> Problem to work on:
Please state how many lines below include the word "grille"; the reply should be the number only.

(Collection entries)
= = = = =

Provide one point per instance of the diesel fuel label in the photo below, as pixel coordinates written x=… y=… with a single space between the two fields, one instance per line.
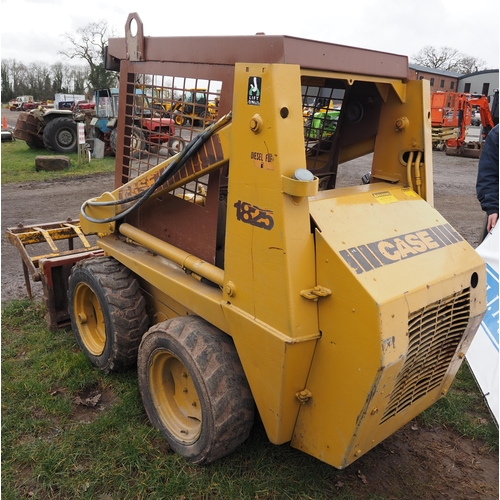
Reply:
x=254 y=90
x=367 y=257
x=262 y=160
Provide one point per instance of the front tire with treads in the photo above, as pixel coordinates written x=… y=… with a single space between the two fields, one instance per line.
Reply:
x=194 y=389
x=107 y=311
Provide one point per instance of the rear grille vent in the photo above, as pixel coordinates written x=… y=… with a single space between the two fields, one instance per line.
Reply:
x=434 y=334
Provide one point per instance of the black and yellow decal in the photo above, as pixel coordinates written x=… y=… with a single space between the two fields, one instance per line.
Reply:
x=254 y=90
x=255 y=216
x=367 y=257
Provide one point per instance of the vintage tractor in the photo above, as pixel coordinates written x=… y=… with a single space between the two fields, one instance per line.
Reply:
x=150 y=130
x=50 y=128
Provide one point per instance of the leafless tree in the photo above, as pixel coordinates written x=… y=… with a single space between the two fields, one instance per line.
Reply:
x=89 y=43
x=447 y=59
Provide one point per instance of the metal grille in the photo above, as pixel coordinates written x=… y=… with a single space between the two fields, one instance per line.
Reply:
x=321 y=104
x=163 y=114
x=434 y=335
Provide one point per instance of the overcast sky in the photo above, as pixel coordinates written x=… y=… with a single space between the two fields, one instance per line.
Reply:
x=33 y=30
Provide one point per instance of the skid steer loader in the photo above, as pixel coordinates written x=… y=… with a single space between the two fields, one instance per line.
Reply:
x=238 y=285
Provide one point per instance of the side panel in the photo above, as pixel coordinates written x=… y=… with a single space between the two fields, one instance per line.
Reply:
x=408 y=294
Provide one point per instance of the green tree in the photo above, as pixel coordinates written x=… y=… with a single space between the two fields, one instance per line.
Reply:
x=7 y=90
x=89 y=43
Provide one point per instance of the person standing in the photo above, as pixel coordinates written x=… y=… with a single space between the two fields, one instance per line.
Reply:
x=487 y=180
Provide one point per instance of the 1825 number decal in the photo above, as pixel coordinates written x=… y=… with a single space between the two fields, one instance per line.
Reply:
x=255 y=216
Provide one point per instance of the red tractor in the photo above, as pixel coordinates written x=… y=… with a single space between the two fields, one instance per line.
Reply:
x=148 y=131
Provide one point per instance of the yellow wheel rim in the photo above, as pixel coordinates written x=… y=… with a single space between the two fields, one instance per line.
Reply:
x=175 y=396
x=90 y=319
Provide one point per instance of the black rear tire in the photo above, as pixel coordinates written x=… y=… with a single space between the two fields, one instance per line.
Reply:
x=107 y=311
x=194 y=389
x=61 y=135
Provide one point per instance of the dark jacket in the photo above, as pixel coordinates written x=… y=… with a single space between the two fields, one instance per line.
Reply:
x=487 y=174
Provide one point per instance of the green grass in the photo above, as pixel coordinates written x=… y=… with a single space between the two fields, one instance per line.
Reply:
x=463 y=410
x=55 y=448
x=18 y=164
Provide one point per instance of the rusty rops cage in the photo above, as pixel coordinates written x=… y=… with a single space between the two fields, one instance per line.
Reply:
x=172 y=88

= = = = =

> Exercise solution:
2